[Start of Provided information]

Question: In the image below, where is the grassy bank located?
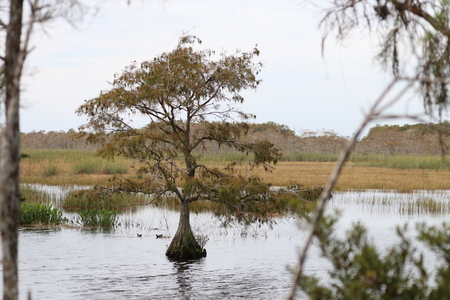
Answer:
[21,150,450,192]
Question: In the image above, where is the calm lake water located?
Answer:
[0,188,450,299]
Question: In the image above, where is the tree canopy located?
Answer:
[77,35,280,258]
[320,0,450,116]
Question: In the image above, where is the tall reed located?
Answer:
[75,209,118,228]
[20,202,67,225]
[61,188,150,211]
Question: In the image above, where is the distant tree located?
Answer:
[287,0,450,299]
[0,0,82,300]
[77,35,279,259]
[320,0,450,122]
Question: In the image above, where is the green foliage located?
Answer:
[61,187,148,210]
[76,209,118,229]
[102,162,128,175]
[77,35,282,227]
[19,202,67,225]
[20,186,51,203]
[73,160,101,174]
[300,217,450,300]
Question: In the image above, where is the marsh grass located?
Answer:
[20,202,67,225]
[75,209,118,229]
[42,165,59,177]
[20,150,450,192]
[353,155,450,171]
[20,186,52,203]
[61,188,150,211]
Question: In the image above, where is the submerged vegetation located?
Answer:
[19,202,67,226]
[75,209,118,228]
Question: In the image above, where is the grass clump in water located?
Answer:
[20,186,51,203]
[19,202,67,225]
[61,188,148,211]
[76,209,118,228]
[73,160,101,175]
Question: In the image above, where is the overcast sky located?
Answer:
[21,0,446,136]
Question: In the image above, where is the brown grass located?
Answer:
[20,152,450,192]
[253,162,450,192]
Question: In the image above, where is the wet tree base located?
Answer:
[166,234,206,260]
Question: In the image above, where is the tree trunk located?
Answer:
[0,0,23,300]
[166,200,206,260]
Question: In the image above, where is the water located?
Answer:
[0,186,450,299]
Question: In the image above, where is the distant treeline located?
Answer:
[17,121,450,156]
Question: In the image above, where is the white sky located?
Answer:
[21,0,446,136]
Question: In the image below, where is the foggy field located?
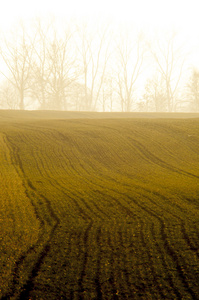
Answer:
[0,111,199,300]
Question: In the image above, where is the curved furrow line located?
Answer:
[11,132,95,221]
[3,136,45,299]
[94,227,103,300]
[119,231,141,298]
[127,188,199,257]
[134,221,164,299]
[107,233,119,300]
[123,193,196,299]
[151,223,182,300]
[78,220,93,299]
[127,138,199,178]
[3,137,60,300]
[22,132,108,219]
[160,221,197,299]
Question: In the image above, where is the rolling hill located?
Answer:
[0,111,199,299]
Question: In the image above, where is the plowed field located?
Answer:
[0,112,199,300]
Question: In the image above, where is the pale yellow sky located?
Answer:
[0,0,199,66]
[0,0,199,29]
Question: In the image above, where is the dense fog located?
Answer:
[0,1,199,112]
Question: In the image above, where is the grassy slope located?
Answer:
[0,112,199,299]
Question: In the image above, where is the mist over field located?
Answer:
[0,110,199,299]
[0,0,199,300]
[0,0,199,112]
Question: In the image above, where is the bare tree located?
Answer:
[142,74,167,112]
[0,23,34,110]
[149,32,185,112]
[116,31,145,112]
[33,20,78,110]
[0,79,19,109]
[186,69,199,112]
[78,23,110,110]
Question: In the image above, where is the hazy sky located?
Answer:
[0,0,199,33]
[0,0,199,67]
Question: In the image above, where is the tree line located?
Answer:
[0,18,199,112]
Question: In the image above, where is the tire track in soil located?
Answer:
[3,136,60,300]
[130,138,199,178]
[125,195,197,299]
[95,227,103,300]
[131,220,164,299]
[78,218,93,300]
[69,161,195,297]
[107,234,119,300]
[119,231,136,298]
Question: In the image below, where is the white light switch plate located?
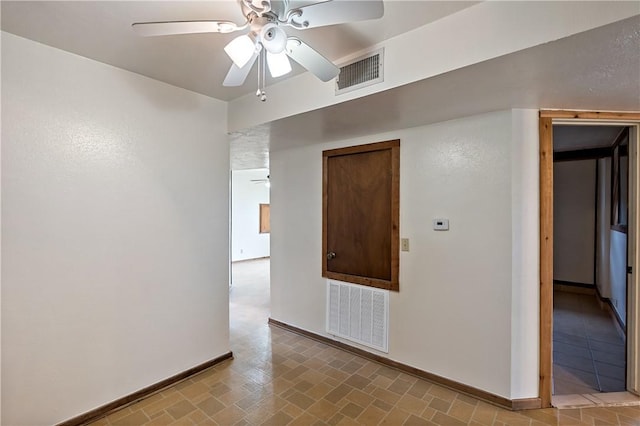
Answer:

[End of Provided information]

Required task
Transcribe every record above exactly, leaving out the pictures.

Response to the exercise
Question: In the image below, where is the grassy bank located?
Answer:
[21,150,450,192]
Question: In the image above, where is the calm lake water located?
Answer:
[0,188,450,299]
Question: In the image above, where is the tree canopy located?
Answer:
[77,35,280,258]
[320,0,450,116]
Question: In the image above, where is the tall reed located?
Answer:
[75,209,118,228]
[20,202,67,225]
[61,188,150,211]
Question: In the image above, where is the distant tree located?
Answer:
[287,0,450,299]
[0,0,82,300]
[77,35,279,259]
[320,0,450,122]
Question: In the image above, where is the green foliage located?
Answer:
[61,187,148,210]
[76,209,118,229]
[102,162,128,175]
[77,35,282,227]
[19,202,67,225]
[20,186,51,203]
[73,160,101,174]
[300,217,450,300]
Question: In the image above, where is the marsh grass located?
Answer:
[20,202,67,225]
[75,209,118,229]
[42,165,59,177]
[20,150,450,192]
[353,155,450,171]
[20,186,52,203]
[61,188,150,211]
Question: In the image above, where is the submerged vegetation located?
Answer:
[19,202,67,226]
[75,209,118,228]
Question: In the image above, where is the grass clump in water located?
Answer:
[20,186,51,203]
[19,202,67,225]
[61,188,148,211]
[76,209,118,228]
[73,160,101,175]
Question: In the image above, where is the overcast sky located?
Answer:
[21,0,446,136]
Question: In the image above, where is the brown grass located?
Answer:
[20,152,450,192]
[253,162,450,192]
Question: In the image above, where is the wet tree base located?
Answer:
[166,234,206,260]
Question: In the image above, where is the tree trunk located?
Answer:
[0,0,23,300]
[166,200,206,260]
Question: In the image above, where is the water located?
Answer:
[0,186,450,299]
Question: In the image above, where is the distant treeline located?
Answer:
[17,121,450,156]
Question: In the image above, where is the white sky located?
Answer:
[21,0,446,136]
Question: In the image below, where is the foggy field located?
Answer:
[0,111,199,300]
Question: In the image above, where is the curved furrow line located?
Answer:
[11,132,95,221]
[3,136,45,299]
[94,227,103,300]
[119,231,141,298]
[127,188,199,257]
[134,221,164,299]
[107,233,119,300]
[123,193,196,299]
[151,223,182,300]
[78,220,93,299]
[127,138,199,178]
[3,137,60,300]
[22,132,108,219]
[160,221,197,299]
Question: In the image above, where is the rolling hill located?
Answer:
[0,111,199,299]
Question: In the image above, where is the plowed field located?
Answer:
[0,112,199,300]
Question: In the image above, where is the pale yellow sky located?
Answer:
[0,0,199,66]
[0,0,199,29]
Question: In the image above, where is the dense fog located?
Answer:
[0,1,199,112]
Question: In the image above, where is the grassy slope located?
Answer:
[0,112,199,299]
Question: In the image above, where is the mist over field located?
Answer:
[0,110,199,299]
[0,0,199,300]
[0,0,199,112]
Question: In the image above, where is the bare tree located?
Answer:
[142,74,167,112]
[0,23,34,110]
[149,32,185,112]
[116,31,145,112]
[33,20,78,110]
[0,79,19,109]
[186,69,199,112]
[78,23,110,110]
Question: In the image above, where is the hazy sky located?
Answer:
[0,0,199,33]
[0,0,199,67]
Question: In the image above, where is the tree line located?
Answer:
[0,18,199,112]
Question: In the image above, where is the tire track in soil located?
Answer:
[3,136,60,300]
[130,138,199,178]
[125,195,197,299]
[95,227,103,300]
[131,220,164,299]
[78,218,93,300]
[69,161,195,297]
[107,234,119,300]
[119,231,136,298]
Question: In the image below, where is the white light switch plate located?
Answer:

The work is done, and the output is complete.